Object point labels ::
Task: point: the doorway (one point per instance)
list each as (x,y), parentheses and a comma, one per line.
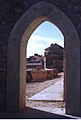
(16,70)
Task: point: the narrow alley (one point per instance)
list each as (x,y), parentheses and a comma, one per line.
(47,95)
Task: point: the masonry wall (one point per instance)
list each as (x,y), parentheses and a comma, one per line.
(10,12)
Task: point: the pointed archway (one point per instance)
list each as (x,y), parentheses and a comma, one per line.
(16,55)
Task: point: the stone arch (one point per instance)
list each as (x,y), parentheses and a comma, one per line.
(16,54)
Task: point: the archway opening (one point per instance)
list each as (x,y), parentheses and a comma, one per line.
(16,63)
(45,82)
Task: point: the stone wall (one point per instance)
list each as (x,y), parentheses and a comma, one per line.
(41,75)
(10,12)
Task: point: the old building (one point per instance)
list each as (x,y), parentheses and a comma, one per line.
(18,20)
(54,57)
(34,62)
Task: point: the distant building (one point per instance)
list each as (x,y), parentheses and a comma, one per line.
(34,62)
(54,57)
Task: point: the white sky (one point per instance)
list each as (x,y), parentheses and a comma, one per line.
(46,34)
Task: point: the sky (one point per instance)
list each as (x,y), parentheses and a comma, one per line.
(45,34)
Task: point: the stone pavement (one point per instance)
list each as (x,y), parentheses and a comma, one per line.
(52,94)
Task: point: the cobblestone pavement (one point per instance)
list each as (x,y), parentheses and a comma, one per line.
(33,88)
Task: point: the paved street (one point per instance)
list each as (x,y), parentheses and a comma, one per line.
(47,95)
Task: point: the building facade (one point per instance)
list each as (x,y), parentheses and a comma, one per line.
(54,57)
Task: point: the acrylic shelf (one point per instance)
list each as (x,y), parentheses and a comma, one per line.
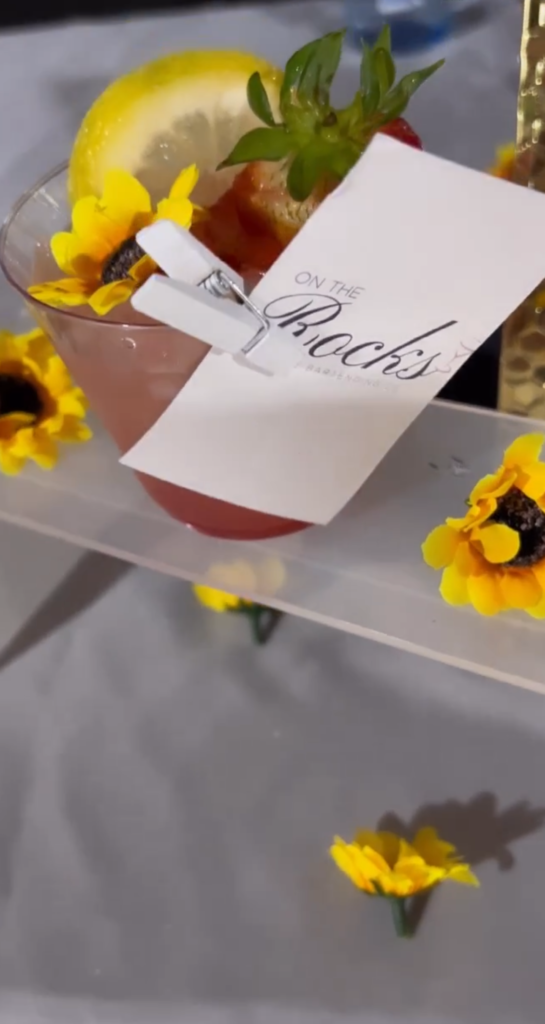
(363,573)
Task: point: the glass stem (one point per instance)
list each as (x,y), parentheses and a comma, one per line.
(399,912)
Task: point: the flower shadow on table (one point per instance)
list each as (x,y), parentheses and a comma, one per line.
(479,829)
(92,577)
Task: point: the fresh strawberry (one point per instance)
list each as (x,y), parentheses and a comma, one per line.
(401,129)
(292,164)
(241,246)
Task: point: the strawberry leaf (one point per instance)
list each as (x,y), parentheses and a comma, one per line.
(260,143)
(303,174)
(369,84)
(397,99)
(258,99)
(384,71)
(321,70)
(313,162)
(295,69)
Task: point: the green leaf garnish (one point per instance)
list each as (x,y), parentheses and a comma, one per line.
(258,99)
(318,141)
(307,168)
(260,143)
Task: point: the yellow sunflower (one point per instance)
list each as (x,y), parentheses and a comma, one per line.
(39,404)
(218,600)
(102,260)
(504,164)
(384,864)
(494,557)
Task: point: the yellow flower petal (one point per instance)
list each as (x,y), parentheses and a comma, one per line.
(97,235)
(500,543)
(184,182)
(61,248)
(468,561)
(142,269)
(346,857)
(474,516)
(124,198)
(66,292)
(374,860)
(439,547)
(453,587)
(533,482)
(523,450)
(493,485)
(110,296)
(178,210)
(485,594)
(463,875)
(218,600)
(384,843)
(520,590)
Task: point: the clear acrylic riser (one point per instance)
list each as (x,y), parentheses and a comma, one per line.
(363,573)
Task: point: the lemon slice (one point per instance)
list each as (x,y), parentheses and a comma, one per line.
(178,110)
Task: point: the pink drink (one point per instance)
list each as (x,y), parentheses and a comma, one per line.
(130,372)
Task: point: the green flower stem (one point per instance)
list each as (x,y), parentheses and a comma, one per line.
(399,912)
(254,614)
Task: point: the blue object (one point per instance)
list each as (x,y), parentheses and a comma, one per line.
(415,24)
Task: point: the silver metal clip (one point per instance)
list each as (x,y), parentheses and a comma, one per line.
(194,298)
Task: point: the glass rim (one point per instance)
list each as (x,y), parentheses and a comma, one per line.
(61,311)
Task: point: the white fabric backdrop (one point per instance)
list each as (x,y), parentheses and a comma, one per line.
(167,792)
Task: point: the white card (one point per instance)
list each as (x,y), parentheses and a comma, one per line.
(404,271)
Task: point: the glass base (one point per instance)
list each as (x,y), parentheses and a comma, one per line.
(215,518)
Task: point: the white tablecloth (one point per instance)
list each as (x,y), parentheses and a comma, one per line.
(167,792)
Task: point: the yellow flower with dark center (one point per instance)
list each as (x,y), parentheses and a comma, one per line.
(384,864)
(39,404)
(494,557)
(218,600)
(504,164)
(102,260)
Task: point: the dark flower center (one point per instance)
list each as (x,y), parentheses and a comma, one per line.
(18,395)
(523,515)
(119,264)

Work to do ::
Copy everything in the records above except the pictures, exactly as written.

Result ::
Task: point: the doorway (one point per instance)
list each as (x,y), parentheses and a comma, one per line.
(16,70)
Task: point: the narrow alley (one point per instance)
list each as (x,y), parentheses and a comma, one per line.
(47,95)
Task: point: the masonry wall (one point per instance)
list each as (x,y), parentheses and a comma, one per line.
(10,12)
Task: point: the pointed archway (one point per instance)
list each as (x,y), parentheses and a comma, one per line.
(16,55)
Task: point: the stone arch (one point per instance)
list each as (x,y), parentheses and a comma, one per line.
(16,54)
Task: point: the archway opening (one point per instance)
list each as (x,y), parentheses and a comma, one per line.
(16,63)
(45,82)
Task: point: the stone wall (one point per instance)
list each as (x,y), parentheses and a comma, one per line.
(41,75)
(10,12)
Task: point: the old building (one point per instance)
list each as (x,y), parentheses and a comma, one per line.
(18,20)
(54,57)
(34,62)
Task: point: the distant building (one point per instance)
list each as (x,y), parentheses and a comma, one per line.
(34,62)
(54,57)
Task: point: the white sky (one point per instance)
list each as (x,y), parentheses and a comma, one per line.
(46,34)
Task: point: the sky (one point per instance)
list each as (x,y), parentheses and a comma, one per line.
(45,34)
Task: point: the stone pavement (one point per instance)
list each as (x,y), parentheses and a comma, one per line.
(52,94)
Task: point: the cobblestone pavement (one point per instance)
list each as (x,y), parentheses and a comma, one per line.
(33,88)
Task: point: the paved street (one point per instance)
list each as (x,y), parentheses and a comma, one per line.
(47,95)
Task: point: the building facade (one point per instance)
list each as (x,y), parentheses and a comma, one per line.
(54,57)
Task: point: the acrylic shelf (one point per instance)
list each as (x,y), parentheses and a comma, one per line.
(363,573)
Task: point: the glass stem (one point per instance)
list each as (x,y), parentheses and a comma, one per line.
(399,912)
Task: point: the flower shadow on table (one point per instance)
list each as (x,y), parentheses and a comma, one per line.
(479,829)
(92,577)
Task: point: the fresh strawberry (one point per instance)
list each as (x,y), parentheses and a comma, one per line.
(401,129)
(292,164)
(241,246)
Task: point: the strawberry leaf (one point per instance)
list each as (x,y), parentheses and a comma, one per line.
(260,143)
(303,174)
(369,84)
(397,99)
(258,99)
(384,71)
(321,70)
(313,162)
(295,69)
Task: point: the green leaf garnish (one point per instance)
list each as (x,y), parentheses and a comma, one per line.
(258,99)
(318,141)
(307,168)
(260,143)
Task: point: the yellow sunflower (one point per instance)
list each as (x,y), parentheses and a comma, one per line.
(39,404)
(218,600)
(102,260)
(504,164)
(384,864)
(494,557)
Task: point: the yellow flower petal (one point per instance)
list each as (x,y), parentheses and a comma, one per line.
(97,235)
(500,543)
(184,182)
(61,248)
(468,561)
(142,269)
(346,857)
(474,516)
(124,198)
(66,292)
(374,860)
(439,547)
(453,587)
(533,482)
(523,450)
(493,485)
(110,296)
(178,210)
(485,594)
(463,875)
(218,600)
(384,843)
(520,590)
Task: point: the clear acrylic riser (one point per instance)
list each as (x,y), parentheses and a comma, one per line.
(363,573)
Task: point: the lemon slice (one point per instance)
list each as (x,y), parentheses and a comma, one per line.
(178,110)
Task: point: the pink drink (one point per instance)
list each as (x,y), parentheses and a comma, one per line.
(130,372)
Task: point: the green flower stem (one point per instance)
list each as (x,y), parentheses and a comma, one per line.
(399,912)
(254,614)
Task: point: the blue object (one point per instance)
list each as (x,y), parentheses and a comma, one per line.
(415,24)
Task: point: the silver metal clip (one point per instance)
list each as (x,y), parentheses and a comma, one per line.
(194,298)
Task: point: the glass rim (one point per instance)
list each as (x,y), parentheses and a comma, one per line.
(61,311)
Task: point: the white fabric backdrop (one point per instance)
list each as (x,y), parentheses and a comma, one per line.
(167,792)
Task: point: the white card (one point per instance)
list each as (x,y), parentheses and a comma, one per line.
(404,271)
Task: point: the glass base (one point per instance)
list each as (x,y), parentheses and a comma, one per line.
(215,518)
Task: point: the white tablecloth (one point per instance)
list each as (x,y), parentheses and a comma, one per line.
(167,792)
Task: point: the yellow flower with dark center (one point per instance)
list each as (x,y), parentheses and a comma, one per line.
(384,864)
(39,404)
(494,557)
(218,600)
(504,164)
(102,260)
Task: point: the dark flower center (one point per instance)
list each as (x,y), parentheses and a comma, one per line.
(18,395)
(523,515)
(119,264)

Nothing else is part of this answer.